Records excerpted from a collection:
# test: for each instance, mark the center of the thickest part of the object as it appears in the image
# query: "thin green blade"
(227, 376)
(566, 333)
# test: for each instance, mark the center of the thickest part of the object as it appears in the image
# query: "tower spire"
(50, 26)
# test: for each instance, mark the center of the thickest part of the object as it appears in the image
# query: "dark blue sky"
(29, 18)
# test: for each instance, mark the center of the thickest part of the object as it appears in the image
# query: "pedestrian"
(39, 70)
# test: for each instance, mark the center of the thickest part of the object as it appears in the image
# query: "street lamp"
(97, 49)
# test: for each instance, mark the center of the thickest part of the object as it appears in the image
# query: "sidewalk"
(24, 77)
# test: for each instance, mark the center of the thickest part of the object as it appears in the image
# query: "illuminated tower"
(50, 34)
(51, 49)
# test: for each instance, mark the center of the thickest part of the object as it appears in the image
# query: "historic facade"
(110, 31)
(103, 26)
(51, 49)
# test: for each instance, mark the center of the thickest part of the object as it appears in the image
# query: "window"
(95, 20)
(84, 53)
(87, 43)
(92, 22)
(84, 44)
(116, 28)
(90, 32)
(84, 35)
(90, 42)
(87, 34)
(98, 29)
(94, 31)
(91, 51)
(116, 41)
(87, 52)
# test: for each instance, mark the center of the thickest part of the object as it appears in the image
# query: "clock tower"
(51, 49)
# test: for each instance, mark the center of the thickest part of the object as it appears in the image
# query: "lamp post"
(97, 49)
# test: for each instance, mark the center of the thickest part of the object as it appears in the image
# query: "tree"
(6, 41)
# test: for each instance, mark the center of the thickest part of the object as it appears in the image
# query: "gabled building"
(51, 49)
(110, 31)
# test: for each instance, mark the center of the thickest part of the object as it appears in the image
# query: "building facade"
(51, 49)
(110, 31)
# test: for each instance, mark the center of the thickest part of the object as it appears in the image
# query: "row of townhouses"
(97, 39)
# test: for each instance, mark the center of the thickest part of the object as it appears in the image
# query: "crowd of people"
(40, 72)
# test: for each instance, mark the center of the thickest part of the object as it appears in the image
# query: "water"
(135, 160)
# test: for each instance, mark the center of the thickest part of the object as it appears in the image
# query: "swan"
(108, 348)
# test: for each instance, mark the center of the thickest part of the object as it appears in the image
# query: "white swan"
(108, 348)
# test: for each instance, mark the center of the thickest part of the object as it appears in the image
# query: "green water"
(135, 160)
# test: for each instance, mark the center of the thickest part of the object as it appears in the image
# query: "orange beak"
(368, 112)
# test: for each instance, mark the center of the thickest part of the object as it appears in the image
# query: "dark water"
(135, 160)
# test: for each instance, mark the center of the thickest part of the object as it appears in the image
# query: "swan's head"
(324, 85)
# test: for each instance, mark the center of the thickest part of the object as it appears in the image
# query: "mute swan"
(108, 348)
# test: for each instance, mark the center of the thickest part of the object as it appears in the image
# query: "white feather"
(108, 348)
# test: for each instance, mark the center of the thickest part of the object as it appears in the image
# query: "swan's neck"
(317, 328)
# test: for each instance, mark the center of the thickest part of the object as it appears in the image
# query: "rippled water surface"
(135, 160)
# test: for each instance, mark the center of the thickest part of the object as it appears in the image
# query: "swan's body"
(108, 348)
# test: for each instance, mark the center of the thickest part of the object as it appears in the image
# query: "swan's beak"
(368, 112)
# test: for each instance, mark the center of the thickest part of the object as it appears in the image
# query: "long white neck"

_Requirements_:
Return every line of the records that contains the string "swan", treating uppercase and lowercase letters as distinct.

_Exercise solution_:
# query: "swan"
# query: "white swan"
# query: "swan's head"
# query: "mute swan"
# query: "swan's neck"
# query: "swan's body"
# query: "swan's beak"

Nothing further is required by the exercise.